**Exercise requirements**
Please rewrite the part of the listing that opens with the line containing "Check that every instance of the black belt" and closes with the line containing "column 409, row 377" as a JSON list of strings, one string per line, with blank lines left out. Include both of those lines and nothing else from the listing.

**Records supplied**
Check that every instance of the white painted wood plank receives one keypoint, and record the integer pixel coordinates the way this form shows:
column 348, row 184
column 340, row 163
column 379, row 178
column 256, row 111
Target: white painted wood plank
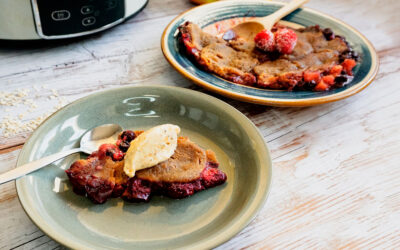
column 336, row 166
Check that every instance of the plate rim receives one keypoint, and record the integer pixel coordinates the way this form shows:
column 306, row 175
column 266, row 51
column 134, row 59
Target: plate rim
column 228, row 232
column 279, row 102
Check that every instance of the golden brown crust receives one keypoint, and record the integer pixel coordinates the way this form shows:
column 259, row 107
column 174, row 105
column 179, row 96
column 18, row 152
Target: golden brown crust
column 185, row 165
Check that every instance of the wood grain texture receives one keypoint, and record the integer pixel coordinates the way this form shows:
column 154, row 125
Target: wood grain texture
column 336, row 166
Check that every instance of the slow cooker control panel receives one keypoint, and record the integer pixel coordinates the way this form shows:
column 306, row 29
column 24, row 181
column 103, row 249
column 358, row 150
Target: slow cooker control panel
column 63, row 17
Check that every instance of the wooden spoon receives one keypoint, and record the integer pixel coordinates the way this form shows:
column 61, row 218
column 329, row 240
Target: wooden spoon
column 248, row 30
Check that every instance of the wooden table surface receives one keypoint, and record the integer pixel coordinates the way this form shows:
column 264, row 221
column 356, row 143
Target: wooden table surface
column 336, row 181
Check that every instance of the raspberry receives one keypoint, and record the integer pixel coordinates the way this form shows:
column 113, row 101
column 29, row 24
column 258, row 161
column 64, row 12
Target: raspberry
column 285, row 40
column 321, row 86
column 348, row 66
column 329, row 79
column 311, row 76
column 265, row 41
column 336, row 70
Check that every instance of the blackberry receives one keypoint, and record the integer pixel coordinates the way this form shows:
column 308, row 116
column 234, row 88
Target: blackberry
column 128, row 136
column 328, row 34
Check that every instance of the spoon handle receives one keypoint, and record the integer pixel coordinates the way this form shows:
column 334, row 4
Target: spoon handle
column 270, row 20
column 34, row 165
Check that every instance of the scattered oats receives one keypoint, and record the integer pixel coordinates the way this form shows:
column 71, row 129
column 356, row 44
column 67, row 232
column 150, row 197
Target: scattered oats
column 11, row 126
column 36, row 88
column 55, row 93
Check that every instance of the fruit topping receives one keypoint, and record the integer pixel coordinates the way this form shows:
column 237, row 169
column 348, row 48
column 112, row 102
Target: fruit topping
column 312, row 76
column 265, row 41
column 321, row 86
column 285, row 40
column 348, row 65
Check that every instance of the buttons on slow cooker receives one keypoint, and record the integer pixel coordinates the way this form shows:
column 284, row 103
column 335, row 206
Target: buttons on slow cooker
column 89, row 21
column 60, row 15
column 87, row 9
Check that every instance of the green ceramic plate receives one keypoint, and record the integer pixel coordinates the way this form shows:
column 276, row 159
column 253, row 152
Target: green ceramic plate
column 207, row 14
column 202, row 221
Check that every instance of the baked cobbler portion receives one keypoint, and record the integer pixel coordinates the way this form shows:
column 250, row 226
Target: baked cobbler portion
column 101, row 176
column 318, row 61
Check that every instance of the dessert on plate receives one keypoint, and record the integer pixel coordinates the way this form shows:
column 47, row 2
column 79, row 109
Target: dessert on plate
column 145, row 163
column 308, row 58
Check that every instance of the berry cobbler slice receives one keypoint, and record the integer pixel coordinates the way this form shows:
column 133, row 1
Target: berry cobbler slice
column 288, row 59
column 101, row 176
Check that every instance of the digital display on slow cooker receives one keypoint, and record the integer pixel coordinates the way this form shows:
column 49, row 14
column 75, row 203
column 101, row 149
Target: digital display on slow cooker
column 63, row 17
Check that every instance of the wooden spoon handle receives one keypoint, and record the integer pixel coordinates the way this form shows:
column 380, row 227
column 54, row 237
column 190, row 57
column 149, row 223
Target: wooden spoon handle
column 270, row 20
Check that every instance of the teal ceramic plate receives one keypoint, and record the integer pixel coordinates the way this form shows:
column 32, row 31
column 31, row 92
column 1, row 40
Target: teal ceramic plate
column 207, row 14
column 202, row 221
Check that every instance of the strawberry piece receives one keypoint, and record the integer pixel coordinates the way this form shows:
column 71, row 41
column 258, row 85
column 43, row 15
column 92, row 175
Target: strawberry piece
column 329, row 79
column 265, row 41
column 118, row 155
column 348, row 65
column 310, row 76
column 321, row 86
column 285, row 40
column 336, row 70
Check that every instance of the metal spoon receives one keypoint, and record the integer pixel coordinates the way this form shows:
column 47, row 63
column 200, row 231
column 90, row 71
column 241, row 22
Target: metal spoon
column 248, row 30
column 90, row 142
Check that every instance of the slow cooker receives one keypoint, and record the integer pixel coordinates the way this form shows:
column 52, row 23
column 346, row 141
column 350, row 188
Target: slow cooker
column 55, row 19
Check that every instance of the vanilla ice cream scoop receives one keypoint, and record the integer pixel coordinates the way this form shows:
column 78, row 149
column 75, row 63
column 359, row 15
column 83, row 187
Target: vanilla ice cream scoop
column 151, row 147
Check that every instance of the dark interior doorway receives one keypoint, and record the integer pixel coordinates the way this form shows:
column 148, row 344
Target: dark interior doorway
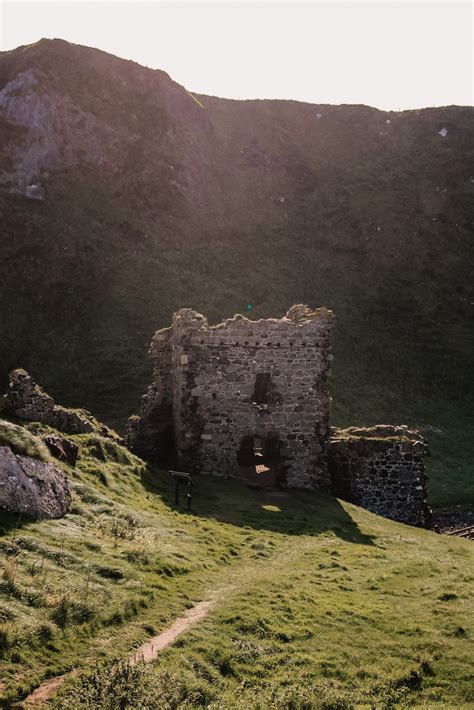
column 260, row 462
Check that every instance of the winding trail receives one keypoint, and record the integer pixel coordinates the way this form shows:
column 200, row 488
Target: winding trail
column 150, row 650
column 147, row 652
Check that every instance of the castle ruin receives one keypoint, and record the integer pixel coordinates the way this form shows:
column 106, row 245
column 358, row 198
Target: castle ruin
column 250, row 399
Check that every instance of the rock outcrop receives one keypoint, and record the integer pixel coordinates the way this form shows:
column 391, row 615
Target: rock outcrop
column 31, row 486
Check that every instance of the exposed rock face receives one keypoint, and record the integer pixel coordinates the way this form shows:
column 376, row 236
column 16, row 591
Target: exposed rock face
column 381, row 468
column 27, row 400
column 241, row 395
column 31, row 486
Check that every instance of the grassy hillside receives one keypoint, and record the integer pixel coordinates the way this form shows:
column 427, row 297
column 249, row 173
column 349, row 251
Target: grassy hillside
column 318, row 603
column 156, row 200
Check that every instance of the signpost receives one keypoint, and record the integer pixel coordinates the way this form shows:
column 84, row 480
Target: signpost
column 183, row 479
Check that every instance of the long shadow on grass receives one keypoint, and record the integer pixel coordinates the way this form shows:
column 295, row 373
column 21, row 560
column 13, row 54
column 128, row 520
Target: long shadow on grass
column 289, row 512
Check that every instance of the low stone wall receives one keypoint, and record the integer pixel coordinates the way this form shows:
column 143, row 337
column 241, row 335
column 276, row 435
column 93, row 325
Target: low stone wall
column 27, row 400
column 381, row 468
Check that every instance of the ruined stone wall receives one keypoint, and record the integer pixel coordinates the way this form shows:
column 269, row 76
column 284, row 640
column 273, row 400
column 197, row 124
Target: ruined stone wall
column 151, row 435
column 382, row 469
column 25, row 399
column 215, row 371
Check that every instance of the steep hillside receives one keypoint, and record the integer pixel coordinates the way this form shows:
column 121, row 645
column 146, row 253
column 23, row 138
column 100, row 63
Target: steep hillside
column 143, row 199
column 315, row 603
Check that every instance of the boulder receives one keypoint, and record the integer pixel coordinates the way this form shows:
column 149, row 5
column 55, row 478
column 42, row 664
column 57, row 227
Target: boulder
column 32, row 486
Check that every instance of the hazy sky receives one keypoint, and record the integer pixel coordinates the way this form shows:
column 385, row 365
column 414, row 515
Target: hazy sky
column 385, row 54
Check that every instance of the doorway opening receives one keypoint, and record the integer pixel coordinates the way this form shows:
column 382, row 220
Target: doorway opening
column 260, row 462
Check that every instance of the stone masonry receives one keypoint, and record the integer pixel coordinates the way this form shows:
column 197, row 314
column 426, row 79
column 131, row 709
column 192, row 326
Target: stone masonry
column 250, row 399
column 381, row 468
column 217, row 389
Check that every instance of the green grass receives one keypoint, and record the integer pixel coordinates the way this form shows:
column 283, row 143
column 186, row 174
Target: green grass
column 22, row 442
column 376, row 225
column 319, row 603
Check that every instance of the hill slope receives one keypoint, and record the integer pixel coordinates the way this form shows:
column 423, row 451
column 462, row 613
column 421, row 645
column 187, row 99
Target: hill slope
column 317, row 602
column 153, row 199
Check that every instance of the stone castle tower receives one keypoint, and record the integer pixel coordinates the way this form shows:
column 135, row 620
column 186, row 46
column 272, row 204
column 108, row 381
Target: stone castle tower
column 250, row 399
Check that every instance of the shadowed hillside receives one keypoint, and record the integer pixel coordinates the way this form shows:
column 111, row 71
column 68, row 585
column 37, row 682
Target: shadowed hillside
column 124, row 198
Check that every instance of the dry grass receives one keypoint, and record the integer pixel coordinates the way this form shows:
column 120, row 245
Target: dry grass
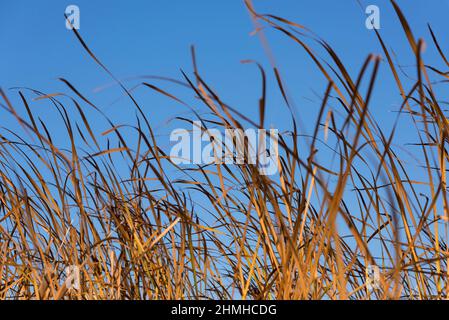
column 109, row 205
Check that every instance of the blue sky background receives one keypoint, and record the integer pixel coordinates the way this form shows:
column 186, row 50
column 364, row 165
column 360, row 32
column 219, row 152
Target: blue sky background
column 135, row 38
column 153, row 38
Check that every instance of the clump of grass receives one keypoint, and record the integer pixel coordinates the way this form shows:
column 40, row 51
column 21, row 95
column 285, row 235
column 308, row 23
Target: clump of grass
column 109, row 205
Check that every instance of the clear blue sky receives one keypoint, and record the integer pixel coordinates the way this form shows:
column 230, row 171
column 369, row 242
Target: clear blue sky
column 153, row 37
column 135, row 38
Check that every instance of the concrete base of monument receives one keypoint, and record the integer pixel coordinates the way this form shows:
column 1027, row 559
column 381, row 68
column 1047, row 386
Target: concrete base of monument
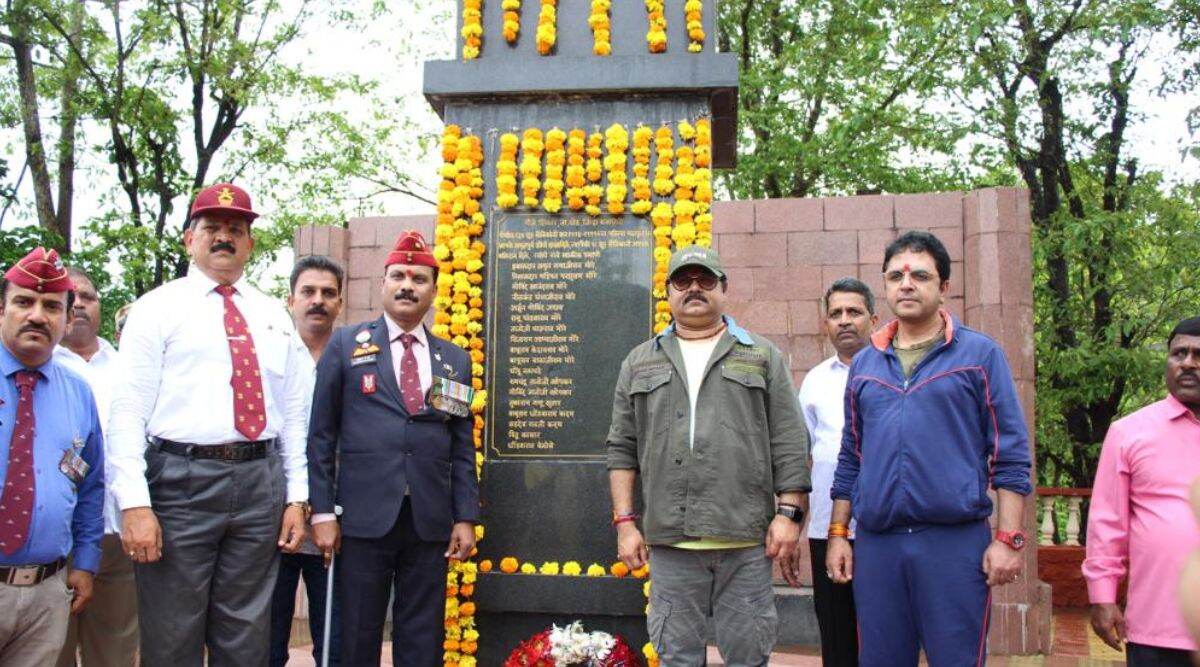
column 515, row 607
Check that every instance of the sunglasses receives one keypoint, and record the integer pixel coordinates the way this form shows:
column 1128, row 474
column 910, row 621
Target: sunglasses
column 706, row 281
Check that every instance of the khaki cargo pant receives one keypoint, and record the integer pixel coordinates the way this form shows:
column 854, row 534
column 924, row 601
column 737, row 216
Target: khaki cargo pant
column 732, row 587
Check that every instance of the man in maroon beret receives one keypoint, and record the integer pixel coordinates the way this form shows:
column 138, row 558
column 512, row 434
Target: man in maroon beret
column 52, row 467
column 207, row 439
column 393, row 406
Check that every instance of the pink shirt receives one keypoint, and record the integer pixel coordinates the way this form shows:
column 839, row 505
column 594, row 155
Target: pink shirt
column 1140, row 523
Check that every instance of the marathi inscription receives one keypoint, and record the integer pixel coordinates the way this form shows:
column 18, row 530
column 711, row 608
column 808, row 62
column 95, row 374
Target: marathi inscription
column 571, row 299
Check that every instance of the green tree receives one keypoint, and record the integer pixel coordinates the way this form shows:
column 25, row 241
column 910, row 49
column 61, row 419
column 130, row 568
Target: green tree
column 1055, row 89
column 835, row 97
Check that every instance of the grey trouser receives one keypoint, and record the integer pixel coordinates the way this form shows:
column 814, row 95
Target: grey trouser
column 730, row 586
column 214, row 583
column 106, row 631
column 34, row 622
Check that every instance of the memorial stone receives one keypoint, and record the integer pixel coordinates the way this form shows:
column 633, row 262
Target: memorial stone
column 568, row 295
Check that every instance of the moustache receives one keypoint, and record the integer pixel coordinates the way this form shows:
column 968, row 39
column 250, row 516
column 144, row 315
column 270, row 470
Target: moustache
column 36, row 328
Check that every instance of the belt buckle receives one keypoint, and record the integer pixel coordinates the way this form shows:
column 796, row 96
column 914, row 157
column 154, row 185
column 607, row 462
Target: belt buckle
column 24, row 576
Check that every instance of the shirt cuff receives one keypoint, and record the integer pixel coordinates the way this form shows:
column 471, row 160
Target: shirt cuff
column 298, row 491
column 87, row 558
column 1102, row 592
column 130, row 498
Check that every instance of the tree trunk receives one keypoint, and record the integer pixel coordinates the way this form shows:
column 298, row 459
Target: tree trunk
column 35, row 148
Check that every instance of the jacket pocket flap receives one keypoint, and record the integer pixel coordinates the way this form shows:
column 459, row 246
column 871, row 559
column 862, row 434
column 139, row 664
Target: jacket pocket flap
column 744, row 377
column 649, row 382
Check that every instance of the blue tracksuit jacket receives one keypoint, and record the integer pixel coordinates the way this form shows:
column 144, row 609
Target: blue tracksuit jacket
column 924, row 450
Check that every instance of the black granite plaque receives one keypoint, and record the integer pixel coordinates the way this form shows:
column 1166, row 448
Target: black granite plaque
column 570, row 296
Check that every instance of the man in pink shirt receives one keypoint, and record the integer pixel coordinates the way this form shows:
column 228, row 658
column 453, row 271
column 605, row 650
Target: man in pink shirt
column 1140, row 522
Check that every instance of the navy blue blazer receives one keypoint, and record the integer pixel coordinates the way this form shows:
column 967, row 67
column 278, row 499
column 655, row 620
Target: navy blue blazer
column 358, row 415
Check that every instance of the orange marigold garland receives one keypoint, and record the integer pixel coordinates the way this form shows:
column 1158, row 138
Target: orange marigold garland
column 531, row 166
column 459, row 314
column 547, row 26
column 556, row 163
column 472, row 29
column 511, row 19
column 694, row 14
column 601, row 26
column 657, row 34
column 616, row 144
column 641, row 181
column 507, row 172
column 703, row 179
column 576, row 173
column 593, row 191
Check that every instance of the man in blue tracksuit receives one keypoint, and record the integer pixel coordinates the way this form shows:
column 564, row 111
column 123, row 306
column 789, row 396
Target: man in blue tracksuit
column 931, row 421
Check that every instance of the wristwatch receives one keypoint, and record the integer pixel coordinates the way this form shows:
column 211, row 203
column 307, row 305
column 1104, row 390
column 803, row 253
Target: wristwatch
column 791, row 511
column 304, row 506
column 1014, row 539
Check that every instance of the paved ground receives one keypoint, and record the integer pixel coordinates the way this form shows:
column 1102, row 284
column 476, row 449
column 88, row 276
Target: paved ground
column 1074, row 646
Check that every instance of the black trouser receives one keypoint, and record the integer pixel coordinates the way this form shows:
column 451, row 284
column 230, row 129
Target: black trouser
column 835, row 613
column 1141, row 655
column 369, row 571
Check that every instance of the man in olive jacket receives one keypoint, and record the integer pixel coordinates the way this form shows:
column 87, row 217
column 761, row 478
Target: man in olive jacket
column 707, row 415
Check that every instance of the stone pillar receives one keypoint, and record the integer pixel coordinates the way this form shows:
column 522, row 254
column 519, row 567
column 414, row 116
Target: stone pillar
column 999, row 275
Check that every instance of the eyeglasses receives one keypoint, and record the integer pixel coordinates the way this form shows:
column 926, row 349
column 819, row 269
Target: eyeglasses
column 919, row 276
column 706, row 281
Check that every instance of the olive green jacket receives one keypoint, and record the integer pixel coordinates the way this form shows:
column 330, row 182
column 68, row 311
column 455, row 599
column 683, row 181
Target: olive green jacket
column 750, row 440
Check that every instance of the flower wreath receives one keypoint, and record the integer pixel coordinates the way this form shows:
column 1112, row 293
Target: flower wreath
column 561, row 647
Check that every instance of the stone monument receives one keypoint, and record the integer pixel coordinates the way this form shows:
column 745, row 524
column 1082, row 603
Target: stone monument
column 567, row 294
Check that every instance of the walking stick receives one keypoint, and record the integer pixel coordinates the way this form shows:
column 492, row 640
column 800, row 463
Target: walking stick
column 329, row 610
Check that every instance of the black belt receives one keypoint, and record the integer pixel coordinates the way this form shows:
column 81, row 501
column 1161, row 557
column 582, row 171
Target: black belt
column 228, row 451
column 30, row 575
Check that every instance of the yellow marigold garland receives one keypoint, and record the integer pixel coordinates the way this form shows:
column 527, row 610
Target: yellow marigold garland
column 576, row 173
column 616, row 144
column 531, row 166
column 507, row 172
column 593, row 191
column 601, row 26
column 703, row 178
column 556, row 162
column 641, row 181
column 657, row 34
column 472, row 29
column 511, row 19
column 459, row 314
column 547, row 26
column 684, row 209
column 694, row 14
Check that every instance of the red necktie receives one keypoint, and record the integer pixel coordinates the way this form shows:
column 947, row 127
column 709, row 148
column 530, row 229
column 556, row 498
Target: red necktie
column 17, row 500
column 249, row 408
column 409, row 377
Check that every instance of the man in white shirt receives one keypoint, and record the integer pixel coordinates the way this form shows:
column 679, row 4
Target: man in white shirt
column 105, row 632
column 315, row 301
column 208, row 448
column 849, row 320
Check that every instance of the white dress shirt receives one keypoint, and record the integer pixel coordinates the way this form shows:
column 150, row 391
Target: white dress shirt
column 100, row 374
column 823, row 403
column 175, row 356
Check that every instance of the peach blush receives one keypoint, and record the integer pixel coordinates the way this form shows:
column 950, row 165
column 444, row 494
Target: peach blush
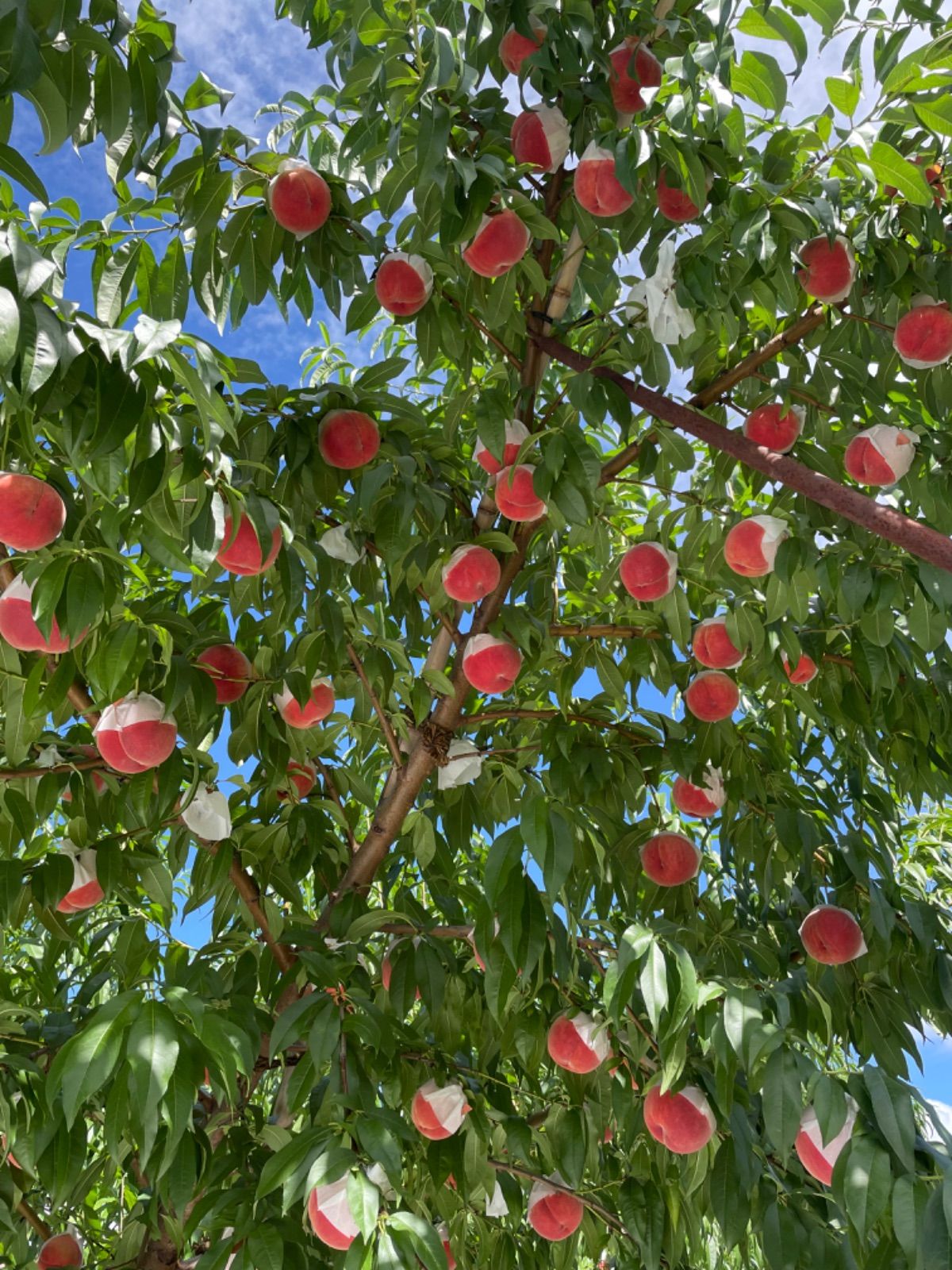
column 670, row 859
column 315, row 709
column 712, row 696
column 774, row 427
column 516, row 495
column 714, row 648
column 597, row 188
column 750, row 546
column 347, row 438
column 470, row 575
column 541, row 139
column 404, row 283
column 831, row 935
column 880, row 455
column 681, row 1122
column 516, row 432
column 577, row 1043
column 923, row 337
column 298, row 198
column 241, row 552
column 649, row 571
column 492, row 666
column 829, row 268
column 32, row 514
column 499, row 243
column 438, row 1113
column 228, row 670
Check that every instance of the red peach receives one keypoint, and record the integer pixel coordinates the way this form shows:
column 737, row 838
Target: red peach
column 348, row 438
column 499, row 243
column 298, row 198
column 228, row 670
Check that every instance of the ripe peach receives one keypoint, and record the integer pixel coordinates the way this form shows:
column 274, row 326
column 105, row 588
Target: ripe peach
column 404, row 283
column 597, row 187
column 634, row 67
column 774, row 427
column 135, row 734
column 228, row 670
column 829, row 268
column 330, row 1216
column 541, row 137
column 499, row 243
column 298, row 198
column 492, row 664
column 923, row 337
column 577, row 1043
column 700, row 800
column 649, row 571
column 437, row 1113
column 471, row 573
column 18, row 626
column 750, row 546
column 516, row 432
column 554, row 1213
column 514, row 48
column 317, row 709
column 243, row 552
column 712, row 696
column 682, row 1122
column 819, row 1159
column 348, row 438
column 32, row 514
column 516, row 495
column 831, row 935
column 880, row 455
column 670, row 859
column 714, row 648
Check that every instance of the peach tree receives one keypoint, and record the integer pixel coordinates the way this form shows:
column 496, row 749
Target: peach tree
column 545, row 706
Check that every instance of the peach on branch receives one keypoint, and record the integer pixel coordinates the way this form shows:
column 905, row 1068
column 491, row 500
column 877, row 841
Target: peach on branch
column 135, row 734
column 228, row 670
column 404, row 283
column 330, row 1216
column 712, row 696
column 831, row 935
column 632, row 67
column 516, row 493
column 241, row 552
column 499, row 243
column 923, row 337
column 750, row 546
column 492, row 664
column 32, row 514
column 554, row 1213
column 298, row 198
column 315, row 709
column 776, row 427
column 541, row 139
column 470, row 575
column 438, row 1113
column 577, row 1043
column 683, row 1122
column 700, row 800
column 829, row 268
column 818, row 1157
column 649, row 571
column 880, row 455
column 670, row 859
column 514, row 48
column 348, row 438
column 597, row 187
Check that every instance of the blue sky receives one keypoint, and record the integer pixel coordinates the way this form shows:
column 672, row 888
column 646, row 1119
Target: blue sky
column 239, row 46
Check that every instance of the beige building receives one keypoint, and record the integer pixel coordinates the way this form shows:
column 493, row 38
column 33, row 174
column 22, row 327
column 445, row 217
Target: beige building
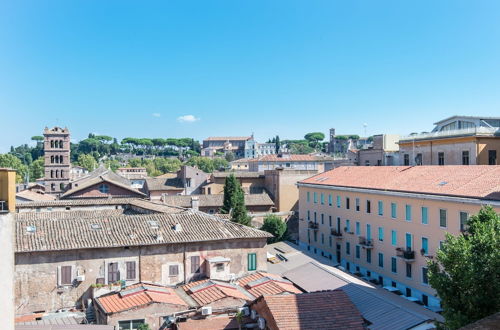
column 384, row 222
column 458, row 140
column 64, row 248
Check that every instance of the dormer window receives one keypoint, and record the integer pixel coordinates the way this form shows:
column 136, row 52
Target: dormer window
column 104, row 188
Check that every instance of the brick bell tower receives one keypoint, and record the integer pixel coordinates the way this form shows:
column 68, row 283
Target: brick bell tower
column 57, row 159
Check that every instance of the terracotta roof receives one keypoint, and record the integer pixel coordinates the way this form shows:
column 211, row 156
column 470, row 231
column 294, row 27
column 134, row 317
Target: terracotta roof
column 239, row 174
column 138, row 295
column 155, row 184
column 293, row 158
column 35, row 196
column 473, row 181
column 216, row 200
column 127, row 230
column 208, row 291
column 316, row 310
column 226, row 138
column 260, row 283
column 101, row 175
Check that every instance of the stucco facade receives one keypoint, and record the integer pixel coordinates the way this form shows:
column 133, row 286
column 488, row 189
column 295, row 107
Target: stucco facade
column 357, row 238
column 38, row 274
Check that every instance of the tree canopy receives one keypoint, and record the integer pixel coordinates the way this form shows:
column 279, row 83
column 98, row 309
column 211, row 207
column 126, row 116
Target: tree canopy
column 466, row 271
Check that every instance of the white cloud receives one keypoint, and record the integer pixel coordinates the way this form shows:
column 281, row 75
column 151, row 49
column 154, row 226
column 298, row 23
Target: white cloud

**Exercise result**
[
  "Check that every instance of the black belt receives one keypoint, and record the integer pixel coordinates the way this form shows:",
  "column 81, row 501",
  "column 1161, row 557",
  "column 582, row 171",
  "Target: black belt",
  "column 228, row 451",
  "column 30, row 575",
  "Check that every instance of the yellow marigold garland receives one keypoint, and record the integer pixel coordinates the way this form shows:",
  "column 527, row 610",
  "Target: yellow marigold garland",
  "column 576, row 173",
  "column 616, row 144",
  "column 531, row 166",
  "column 507, row 172",
  "column 593, row 191",
  "column 601, row 26",
  "column 703, row 178",
  "column 556, row 162",
  "column 641, row 181",
  "column 657, row 34",
  "column 472, row 29",
  "column 511, row 19",
  "column 459, row 314",
  "column 547, row 26",
  "column 684, row 209",
  "column 694, row 14",
  "Check that every instance of the red necktie receives one keypoint, and record the integer pixel coordinates the way this form shows:",
  "column 947, row 127",
  "column 709, row 148",
  "column 530, row 229",
  "column 556, row 498",
  "Target: red necktie",
  "column 17, row 500",
  "column 249, row 408",
  "column 409, row 377"
]